> [Belge metni]

*****

Yazılarının tiryakisi olduğum Emre Aköz, geçtiğimiz haftasonu Sabah Gazetesi'deki köşesinde nefis bir yazı kaleme aldı.
Usta kalem Emre Aköz, "İşte bir marka kent" ara başlığıyla kaleme aldığı yazısında; 'Marka Kent' olmak isteyen şehirlere değinince...
Aklıma Foça ve CHP'nin değişmez belediye başkanı Gökhan Demirağ geldi.
Malumunuz!..
Üç dönemdir Foça'yı yöneten (!) Gökhan Bey'in sıkça kullandığı bir slogandır: "Foça marka kent olacak, oluyor, oldu vs.."
Arabın yalellisi misali...
"Marka Kent" söylemini yıllarca diline pelesenk eden Gökhan Bey, basına verdiği demeçlerde, halka hitaben yaptığı konuşmalarda ve seçim vaatlerinde, bu süslü söylemi ağzından hiç düşürmedi.
Ne var ki, Gökhan Bey'in "Marka Kent" vaadi her daim lafta kaldı.
Ve hayalden öteye gidemediği gibi, Gökhan Bey'in döneminde, Foça aksine (turizmde) prestij kaybına uğradı.
Şimdi...
Foça'nın turizmde nasıl küme düştüğünü, marka kent hedefine niçin ulaşılamadığını, hangi yönetimsel hataların yapıldığını ve Gökhan Bey'in başarısızlık konusundaki başarısını uzun-uzun anlatacak, malumun ilamı ifadelerle başınızı şişirecek değilim.
Zira mezkur konuyu asıl yorumlaması gereken, Recep Tayyip Erdoğan'ın neferi olduklarını söyleyip, öte yandan CHP'li Foça Belediyesi ile uyum içinde çalışan AK Partili siyasetçiler değil midir? (ayrı konudur)
Neyse...
Sabah Gazetesi'ne karşı biraz ön yargılı oldukları için okumamış ya da gözlerinden kaçırmış olabilirler.
Bunun içindir ki, Gökhan Demirağ başta olmak üzere, 'Marka Kent' söylemini laf ola torba dola kullanan bazı CHP'li belediye başkanlarına rehber olması düşüncesiyle...
Yazımı noktalarken Emre Aköz'ün "İşte bir marka kent" başlıklı yazısından ilgili bölümü sizlerle paylaşmak istiyorum:
"Konya, Tokat, Gaziantep, Kayseri... Hangi Anadolu kentine gitsem, girişimci kesimden ve bürokratlardan aynı sözü işittim: "Marka kent olacağız."
Sordum: Marka kent olmak için, yatırımları, iyi olduğunuz tek bir alanda yoğunlaştırmalısınız. Nedir bu alan? Turizm mi, tarım mı, sanayi mi?

*****

> [Bir etiketleme veri kümesinden satırlar]
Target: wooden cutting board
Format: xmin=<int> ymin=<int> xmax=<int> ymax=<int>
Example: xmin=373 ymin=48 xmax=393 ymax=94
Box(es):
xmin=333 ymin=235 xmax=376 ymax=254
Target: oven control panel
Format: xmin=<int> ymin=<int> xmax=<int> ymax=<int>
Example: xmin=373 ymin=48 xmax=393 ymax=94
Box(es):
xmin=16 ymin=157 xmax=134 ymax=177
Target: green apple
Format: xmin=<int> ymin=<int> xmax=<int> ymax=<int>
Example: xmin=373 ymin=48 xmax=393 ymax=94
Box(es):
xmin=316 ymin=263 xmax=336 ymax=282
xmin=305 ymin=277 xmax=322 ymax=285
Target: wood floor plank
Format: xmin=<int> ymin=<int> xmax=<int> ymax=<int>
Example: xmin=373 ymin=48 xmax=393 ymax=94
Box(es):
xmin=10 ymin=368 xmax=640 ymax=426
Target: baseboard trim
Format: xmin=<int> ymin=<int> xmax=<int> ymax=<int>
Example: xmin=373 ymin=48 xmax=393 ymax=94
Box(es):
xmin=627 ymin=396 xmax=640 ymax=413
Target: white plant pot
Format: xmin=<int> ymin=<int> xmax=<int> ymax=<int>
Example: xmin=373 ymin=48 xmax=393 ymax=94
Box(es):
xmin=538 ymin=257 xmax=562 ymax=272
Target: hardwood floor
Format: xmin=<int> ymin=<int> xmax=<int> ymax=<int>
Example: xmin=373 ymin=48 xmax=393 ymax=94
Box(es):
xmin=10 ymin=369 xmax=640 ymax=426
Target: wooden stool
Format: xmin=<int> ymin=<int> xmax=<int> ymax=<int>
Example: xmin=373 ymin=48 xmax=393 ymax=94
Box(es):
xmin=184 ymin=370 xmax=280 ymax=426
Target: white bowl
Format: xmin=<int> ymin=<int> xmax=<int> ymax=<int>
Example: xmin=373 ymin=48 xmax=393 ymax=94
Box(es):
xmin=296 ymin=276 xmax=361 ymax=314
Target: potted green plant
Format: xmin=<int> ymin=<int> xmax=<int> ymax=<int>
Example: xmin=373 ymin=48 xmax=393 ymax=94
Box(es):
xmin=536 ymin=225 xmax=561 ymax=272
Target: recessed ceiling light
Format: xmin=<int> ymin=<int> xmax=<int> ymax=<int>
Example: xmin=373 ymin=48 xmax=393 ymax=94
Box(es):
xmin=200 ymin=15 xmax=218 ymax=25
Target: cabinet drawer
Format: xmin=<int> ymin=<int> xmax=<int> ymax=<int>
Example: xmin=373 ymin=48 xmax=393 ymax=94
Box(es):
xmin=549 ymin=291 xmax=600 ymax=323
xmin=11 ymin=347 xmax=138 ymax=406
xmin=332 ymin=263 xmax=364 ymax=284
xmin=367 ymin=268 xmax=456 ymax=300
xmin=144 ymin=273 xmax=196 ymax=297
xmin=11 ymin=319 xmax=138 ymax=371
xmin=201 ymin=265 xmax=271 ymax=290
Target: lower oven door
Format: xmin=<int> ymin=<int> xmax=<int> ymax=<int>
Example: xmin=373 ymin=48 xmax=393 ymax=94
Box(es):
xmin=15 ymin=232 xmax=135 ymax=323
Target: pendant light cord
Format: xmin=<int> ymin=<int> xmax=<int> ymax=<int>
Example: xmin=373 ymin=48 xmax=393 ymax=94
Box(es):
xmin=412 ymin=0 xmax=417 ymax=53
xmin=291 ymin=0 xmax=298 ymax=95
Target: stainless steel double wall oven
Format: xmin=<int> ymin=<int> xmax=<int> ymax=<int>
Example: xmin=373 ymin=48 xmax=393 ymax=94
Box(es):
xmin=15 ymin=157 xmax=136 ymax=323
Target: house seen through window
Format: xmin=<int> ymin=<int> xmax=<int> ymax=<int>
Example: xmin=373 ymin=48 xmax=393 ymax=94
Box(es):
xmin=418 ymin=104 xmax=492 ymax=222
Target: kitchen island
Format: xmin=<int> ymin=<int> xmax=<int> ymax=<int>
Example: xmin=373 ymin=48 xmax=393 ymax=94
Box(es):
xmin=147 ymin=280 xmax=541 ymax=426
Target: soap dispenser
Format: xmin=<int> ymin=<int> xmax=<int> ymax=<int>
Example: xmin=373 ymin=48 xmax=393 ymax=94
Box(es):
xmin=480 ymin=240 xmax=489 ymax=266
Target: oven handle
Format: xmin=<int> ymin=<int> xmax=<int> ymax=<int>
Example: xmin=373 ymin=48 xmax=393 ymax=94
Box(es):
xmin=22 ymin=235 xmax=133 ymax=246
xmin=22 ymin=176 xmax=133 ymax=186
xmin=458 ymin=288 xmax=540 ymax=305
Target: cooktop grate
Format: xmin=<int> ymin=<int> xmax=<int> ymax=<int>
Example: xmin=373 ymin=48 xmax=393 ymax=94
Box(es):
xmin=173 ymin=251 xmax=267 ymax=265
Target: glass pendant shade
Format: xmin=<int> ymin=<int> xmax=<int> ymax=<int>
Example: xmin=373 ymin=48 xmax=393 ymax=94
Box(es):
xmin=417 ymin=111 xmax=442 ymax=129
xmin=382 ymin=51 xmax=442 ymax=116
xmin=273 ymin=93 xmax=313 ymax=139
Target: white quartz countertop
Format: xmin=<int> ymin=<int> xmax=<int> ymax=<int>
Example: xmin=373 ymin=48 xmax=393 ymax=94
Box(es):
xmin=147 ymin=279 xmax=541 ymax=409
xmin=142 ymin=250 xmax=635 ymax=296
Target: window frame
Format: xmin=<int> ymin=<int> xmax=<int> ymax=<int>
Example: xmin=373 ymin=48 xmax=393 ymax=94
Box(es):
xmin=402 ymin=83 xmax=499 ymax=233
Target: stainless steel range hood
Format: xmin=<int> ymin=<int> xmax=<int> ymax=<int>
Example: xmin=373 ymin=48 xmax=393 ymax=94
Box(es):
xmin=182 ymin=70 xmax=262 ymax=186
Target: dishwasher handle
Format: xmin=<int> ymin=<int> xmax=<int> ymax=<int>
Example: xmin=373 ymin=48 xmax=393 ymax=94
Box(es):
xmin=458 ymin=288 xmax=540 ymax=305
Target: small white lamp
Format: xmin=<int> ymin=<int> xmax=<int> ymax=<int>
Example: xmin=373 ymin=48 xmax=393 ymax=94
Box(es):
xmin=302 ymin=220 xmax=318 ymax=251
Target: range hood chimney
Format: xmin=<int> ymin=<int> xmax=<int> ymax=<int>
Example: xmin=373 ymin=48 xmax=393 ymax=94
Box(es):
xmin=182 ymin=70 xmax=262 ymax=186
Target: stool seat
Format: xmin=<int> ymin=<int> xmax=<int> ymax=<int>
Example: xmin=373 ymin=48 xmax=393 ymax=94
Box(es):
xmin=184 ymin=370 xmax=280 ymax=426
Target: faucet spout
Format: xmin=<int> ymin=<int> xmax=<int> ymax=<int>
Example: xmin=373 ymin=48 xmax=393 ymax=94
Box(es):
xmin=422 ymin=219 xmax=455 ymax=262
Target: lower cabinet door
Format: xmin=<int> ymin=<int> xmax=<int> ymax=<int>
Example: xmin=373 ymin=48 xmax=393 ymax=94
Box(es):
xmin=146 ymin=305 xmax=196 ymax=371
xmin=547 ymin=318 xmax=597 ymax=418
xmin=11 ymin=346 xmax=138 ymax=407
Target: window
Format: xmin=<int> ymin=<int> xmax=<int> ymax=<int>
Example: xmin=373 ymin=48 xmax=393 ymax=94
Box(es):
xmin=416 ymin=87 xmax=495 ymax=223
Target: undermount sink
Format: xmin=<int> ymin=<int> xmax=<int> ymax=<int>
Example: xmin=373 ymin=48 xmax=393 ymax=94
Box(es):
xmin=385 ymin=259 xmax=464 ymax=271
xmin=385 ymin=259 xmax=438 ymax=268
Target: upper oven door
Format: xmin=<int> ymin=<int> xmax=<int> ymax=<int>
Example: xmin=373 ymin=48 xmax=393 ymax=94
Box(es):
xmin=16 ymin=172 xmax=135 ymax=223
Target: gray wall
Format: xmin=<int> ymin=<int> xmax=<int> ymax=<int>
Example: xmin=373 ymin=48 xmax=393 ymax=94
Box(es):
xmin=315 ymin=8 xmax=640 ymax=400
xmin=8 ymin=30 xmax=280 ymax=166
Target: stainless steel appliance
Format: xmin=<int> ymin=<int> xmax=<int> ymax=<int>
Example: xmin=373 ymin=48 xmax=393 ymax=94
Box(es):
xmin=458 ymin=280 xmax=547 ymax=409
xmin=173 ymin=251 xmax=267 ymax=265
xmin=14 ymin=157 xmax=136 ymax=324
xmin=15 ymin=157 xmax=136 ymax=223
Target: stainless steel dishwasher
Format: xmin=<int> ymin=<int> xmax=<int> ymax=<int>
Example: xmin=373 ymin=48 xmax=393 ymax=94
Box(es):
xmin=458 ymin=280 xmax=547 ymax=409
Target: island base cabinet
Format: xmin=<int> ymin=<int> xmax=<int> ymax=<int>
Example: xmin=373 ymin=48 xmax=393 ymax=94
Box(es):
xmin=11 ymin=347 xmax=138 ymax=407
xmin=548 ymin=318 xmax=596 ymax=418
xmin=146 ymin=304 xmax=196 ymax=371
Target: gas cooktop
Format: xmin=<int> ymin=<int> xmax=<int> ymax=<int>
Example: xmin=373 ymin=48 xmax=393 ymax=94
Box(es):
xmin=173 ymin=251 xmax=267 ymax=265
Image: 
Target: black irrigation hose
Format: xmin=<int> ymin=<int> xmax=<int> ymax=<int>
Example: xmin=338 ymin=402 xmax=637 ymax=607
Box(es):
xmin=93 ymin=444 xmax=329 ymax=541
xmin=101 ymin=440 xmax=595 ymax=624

*****

> [Alıştırma açıklaması] Foça ve marka kent söylemi üzerine yazıda «"Marka Kent" söylemini yıllarca» sözleriyle başlayan paragrafı, ana bilgilerini koruyarak madde listesine dönüştürün. Satırlar farklı bir kaynaktan alınmıştır.

> [Çözüm]
- Gökhan Bey, "Marka Kent" söylemini yıllarca dilinden düşürmedi.
- Bu ifadeyi basına verdiği demeçlerde kullandı.
- Halka hitaben yaptığı konuşmalarda da kullandı.
- Seçim vaatlerinde de bu söyleme yer verdi.